PASSAGE PROVIDED
(Reuters) – U.S. health regulators have again declined to approve proposed wider uses of Bayer AG and Johnson & Johnson’s lucrative blood clot preventer Xarelto, the drugmakers said on Friday.
The companies had sought approval from the U.S. Food and Drug Administration (FDA) to market the blockbuster pill for prevention of new heart attacks and strokes, and death, in patients with acute coronary syndrome (ACS), and also to prevent clogging of heart stents.
ACS is an umbrella term covering any condition brought on by sudden reduced blood flow to the heart, including heart attack and chest pain.
Xarelto’s biggest current approved use is to prevent blood clots and strokes in patients with an irregular heartbeat called atrial fibrillation. The condition occurs mainly in the elderly.
An advisory panel to the FDA concluded in January that Xarelto should not be approved to prevent new heart attacks or strokes, a use referred to as secondary prevention. The medicine is co-marketed by J&J and Bayer.
Clinical data from a single J&J trial was not strong enough to justify approval to market Xarelto to prevent further heart problems, especially since some data was missing, the panel found.
J&J originally filed for approval of Xarelto in ACS in late 2011. The FDA rejected the application, citing missing data. The company retrieved some missing data but the FDA once again declined to approve the drug, prompting J&J to appeal the decision.
After the FDA denied the appeal, J&J filed a revised marketing application. But panelists in January said the additional data did not alter their view that the benefit of the drug was not shown to outweigh an increased risk of bleeding.
Johnson & Johnson spokeswoman Kristina Chang on Friday declined to comment when asked if the FDA, in its rejection, had asked for new clinical trials to be conducted for the requested new uses or asked for other information.
We are not disclosing the details because we still are evaluating the contents and our next steps, Chang said.
Shares of J&J were down 0.5 percent in morning trading on the New York Stock Exchange, while shares of Bayer rose 0.86 percent in Germany.

PROVIDED RECORDS

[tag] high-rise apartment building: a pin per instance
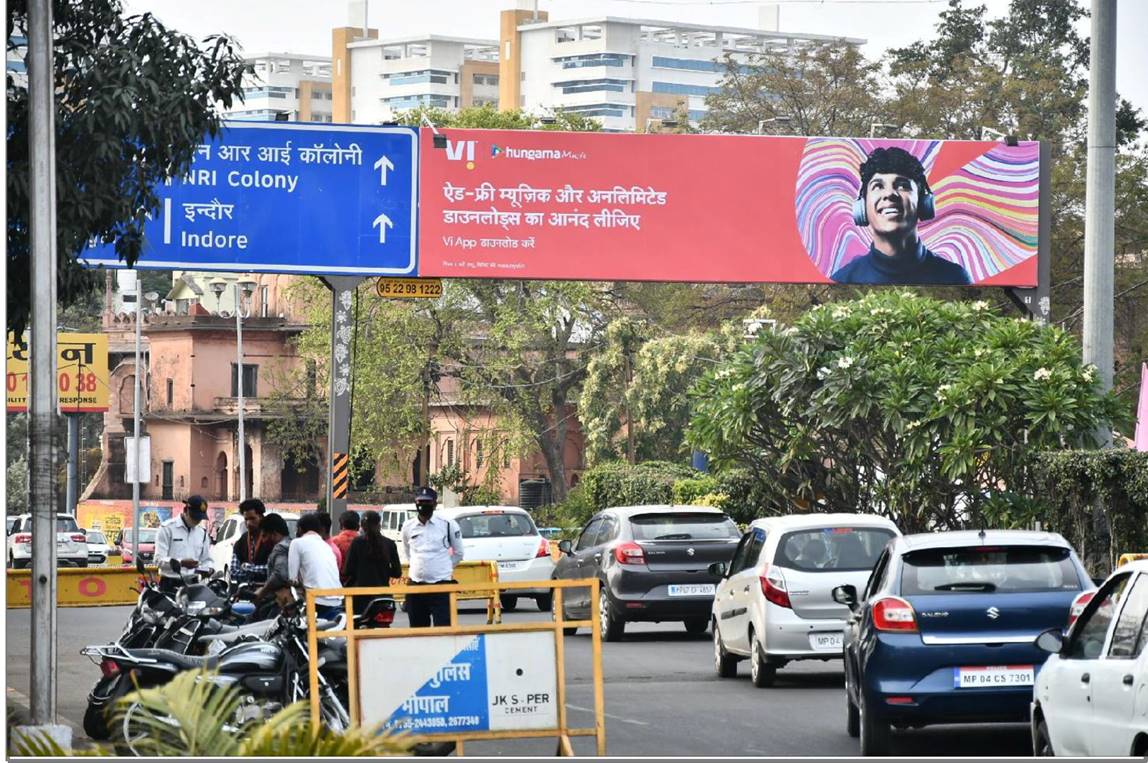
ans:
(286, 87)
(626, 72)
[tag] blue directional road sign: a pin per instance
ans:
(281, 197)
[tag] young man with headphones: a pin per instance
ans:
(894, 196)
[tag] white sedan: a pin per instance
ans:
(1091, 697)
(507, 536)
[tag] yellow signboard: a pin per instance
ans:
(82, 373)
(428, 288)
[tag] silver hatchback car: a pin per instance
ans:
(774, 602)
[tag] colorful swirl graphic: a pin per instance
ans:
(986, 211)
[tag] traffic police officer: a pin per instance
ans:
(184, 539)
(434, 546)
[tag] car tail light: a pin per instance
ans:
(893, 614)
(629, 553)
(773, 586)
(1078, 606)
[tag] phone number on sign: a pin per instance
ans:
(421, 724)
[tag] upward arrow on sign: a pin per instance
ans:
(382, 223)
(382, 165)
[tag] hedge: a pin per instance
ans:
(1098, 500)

--

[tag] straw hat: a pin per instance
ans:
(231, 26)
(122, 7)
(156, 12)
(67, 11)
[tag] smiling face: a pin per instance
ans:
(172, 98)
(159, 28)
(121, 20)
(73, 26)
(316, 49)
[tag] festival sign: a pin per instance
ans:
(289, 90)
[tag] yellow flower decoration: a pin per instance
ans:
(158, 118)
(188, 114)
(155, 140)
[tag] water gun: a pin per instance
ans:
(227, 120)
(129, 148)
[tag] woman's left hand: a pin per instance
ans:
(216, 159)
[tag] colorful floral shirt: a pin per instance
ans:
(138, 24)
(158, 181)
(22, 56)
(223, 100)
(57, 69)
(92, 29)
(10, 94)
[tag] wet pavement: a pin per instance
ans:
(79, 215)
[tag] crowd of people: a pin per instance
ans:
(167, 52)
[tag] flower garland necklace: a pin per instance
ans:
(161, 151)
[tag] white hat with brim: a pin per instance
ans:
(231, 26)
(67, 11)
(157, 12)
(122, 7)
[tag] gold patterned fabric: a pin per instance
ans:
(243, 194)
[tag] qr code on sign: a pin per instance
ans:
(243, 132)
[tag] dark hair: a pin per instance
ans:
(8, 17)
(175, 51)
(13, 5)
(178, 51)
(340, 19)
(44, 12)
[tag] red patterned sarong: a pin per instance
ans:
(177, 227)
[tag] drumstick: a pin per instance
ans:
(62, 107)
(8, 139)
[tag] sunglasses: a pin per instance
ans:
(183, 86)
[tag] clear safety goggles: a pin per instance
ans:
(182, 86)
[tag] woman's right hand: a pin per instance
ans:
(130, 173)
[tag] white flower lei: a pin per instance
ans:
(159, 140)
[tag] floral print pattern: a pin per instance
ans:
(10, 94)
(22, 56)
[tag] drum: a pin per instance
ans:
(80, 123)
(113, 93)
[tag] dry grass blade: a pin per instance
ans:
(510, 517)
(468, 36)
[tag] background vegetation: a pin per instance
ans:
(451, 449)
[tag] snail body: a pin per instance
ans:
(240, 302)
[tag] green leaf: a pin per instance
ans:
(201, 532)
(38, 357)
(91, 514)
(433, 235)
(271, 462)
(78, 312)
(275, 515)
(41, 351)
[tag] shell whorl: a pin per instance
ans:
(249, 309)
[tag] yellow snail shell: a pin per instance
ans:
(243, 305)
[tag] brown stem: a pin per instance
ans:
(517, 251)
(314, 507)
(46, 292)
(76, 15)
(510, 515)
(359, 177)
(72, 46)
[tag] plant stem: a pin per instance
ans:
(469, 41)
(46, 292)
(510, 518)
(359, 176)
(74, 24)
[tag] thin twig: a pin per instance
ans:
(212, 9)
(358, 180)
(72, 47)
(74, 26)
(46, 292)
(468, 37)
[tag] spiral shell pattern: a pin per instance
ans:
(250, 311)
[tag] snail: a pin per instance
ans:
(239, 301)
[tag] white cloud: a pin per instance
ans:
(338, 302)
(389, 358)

REQUIRED WORK
**1.** Answer these from the Xarelto report:
(a) When did J&J first file for approval of Xarelto in ACS?
(b) What is Xarelto's biggest current approved use?
(c) By what percentage did Bayer's shares rise in Germany?
**2.** Do these statements agree with the Xarelto report? Answer yes or no for each and quote the words that decide it.
(a) The FDA advisory panel recommended approving Xarelto for secondary prevention.
(b) Atrial fibrillation occurs mainly in the elderly.
(c) J&J shares gained in morning trading on the New York Stock Exchange.
**3.** Repeat word for word the part of the Xarelto report that starts at the words "Xarelto’s biggest current" and ends after "J&J and Bayer.".
The items have no connection to the text.

ANSWERS FOR THE EXERCISE
**1.**
(a) Late 2011.
(b) Preventing blood clots and strokes in patients with an irregular heartbeat called atrial fibrillation.
(c) 0.86 percent.

**2.**
(a) No: "An advisory panel to the FDA concluded in January that Xarelto should not be approved to prevent new heart attacks or strokes, a use referred to as secondary prevention."
(b) Yes: "The condition occurs mainly in the elderly."
(c) No: "Shares of J&J were down 0.5 percent in morning trading on the New York Stock Exchange"

**3.**
Xarelto’s biggest current approved use is to prevent blood clots and strokes in patients with an irregular heartbeat called atrial fibrillation. The condition occurs mainly in the elderly.
An advisory panel to the FDA concluded in January that Xarelto should not be approved to prevent new heart attacks or strokes, a use referred to as secondary prevention. The medicine is co-marketed by J&J and Bayer.